***** TRECHO SELECIONADO
Figura 1. Modelo de acesso à arma de fogo normatizada.
A figura 1 demonstra que restringir ou mesmo negar acesso legal à arma de fogo à população civil não profissional de segurança não contribui para a reduzir o acesso ilegal à arma de fogo. Na verdade, fomenta o mercado negro e a criação de monopólio (ou violentos oligopólios) dos agentes que têm poder financeiro e político para burlar as vedações legais e operacionais às armas de fogo, exatamente como ocorre com o mercado de drogas ilegais, conforme argumentado por Milton Friedman.
O fundamento empírico do aprendizado é a liberdade que se tem para experimentar e errar ou acertar. Se olharmos para além de nosso umbigo de “país do futuro” com saídas idiossincráticas fantásticas e olharmos um pouco para o resto do mundo, talvez possamos identificar experiências que possam fundamentar melhor nossas escolhas em experimentar certas soluções.
O Instituto de Pós-Gradução em Estudos Internacionais e de Desenvolvimento, localizado em Genebra, Suíça possui um centro de pesquisa chamado “Small Arms Survey”, que publica regularmente estudos referentes ao acesso de armas de fogo no mundo. Em 2018 o Centro publicou o estudo “Estimating Global civilian-held Firearms numbers”, sendo Aaron Karp o responsável pela publicação. Me concentrarei em dois grupos de resultados.
**********
▶ DETALHES DA TAREFA
Repita, sem nenhuma alteração, tudo o que vai de "Figura 1. Modelo" até "por Milton Friedman." no trecho sobre o acesso a armas de fogo.
***** REGISTROS EXTRAÍDOS
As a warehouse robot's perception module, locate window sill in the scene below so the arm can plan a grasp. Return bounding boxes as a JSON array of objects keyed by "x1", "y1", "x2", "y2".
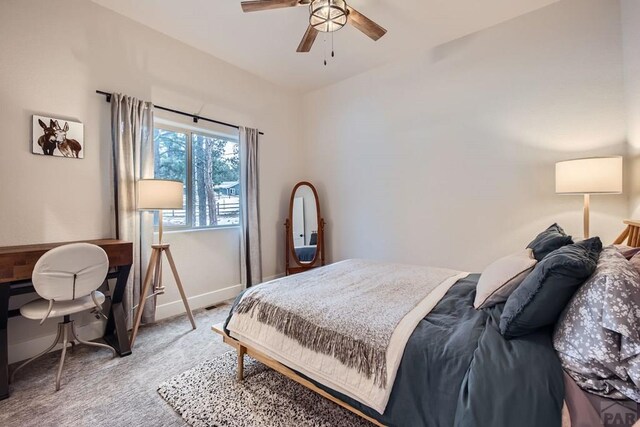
[{"x1": 153, "y1": 225, "x2": 240, "y2": 235}]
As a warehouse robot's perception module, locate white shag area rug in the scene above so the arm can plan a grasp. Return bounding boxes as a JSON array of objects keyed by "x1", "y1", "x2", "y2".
[{"x1": 158, "y1": 351, "x2": 372, "y2": 427}]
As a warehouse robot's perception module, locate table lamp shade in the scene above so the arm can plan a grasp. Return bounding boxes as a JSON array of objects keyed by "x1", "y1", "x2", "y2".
[
  {"x1": 138, "y1": 179, "x2": 184, "y2": 211},
  {"x1": 556, "y1": 157, "x2": 622, "y2": 194}
]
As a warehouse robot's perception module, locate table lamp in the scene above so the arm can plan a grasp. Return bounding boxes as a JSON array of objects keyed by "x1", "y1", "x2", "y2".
[
  {"x1": 556, "y1": 156, "x2": 622, "y2": 239},
  {"x1": 131, "y1": 179, "x2": 196, "y2": 348}
]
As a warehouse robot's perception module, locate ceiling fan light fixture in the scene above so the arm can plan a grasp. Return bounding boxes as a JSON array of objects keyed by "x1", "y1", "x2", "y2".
[{"x1": 309, "y1": 0, "x2": 349, "y2": 33}]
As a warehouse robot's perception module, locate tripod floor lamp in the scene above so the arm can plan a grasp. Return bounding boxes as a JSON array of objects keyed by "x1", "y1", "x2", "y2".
[
  {"x1": 556, "y1": 156, "x2": 622, "y2": 239},
  {"x1": 131, "y1": 179, "x2": 196, "y2": 347}
]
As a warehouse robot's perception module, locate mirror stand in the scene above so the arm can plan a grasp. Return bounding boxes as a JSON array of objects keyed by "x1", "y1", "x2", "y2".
[
  {"x1": 284, "y1": 218, "x2": 326, "y2": 276},
  {"x1": 284, "y1": 182, "x2": 326, "y2": 275}
]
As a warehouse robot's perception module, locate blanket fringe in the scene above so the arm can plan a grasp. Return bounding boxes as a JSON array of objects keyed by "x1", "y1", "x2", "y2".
[{"x1": 235, "y1": 295, "x2": 387, "y2": 388}]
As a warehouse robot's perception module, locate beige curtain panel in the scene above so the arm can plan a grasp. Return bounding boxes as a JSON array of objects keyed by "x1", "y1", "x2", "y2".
[
  {"x1": 111, "y1": 93, "x2": 156, "y2": 329},
  {"x1": 240, "y1": 127, "x2": 262, "y2": 287}
]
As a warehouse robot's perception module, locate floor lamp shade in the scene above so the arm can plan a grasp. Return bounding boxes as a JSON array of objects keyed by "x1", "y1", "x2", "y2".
[
  {"x1": 556, "y1": 157, "x2": 622, "y2": 239},
  {"x1": 138, "y1": 179, "x2": 184, "y2": 211},
  {"x1": 556, "y1": 157, "x2": 622, "y2": 194}
]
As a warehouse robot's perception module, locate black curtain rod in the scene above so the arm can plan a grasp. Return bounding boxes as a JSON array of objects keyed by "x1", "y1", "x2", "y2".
[{"x1": 96, "y1": 90, "x2": 264, "y2": 135}]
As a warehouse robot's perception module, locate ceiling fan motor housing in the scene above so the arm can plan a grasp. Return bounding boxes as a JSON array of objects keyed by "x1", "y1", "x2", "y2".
[{"x1": 309, "y1": 0, "x2": 349, "y2": 33}]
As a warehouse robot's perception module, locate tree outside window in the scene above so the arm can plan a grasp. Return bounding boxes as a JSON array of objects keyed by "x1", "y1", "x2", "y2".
[{"x1": 154, "y1": 128, "x2": 240, "y2": 228}]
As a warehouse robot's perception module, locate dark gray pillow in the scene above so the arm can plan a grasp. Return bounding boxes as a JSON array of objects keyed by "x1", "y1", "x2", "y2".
[
  {"x1": 527, "y1": 224, "x2": 573, "y2": 262},
  {"x1": 500, "y1": 237, "x2": 602, "y2": 338}
]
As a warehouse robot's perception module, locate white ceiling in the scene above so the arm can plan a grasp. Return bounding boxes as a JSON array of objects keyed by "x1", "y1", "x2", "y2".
[{"x1": 92, "y1": 0, "x2": 558, "y2": 91}]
**********
▶ RESULTADO DO EXERCÍCIO
Figura 1. Modelo de acesso à arma de fogo normatizada.
A figura 1 demonstra que restringir ou mesmo negar acesso legal à arma de fogo à população civil não profissional de segurança não contribui para a reduzir o acesso ilegal à arma de fogo. Na verdade, fomenta o mercado negro e a criação de monopólio (ou violentos oligopólios) dos agentes que têm poder financeiro e político para burlar as vedações legais e operacionais às armas de fogo, exatamente como ocorre com o mercado de drogas ilegais, conforme argumentado por Milton Friedman.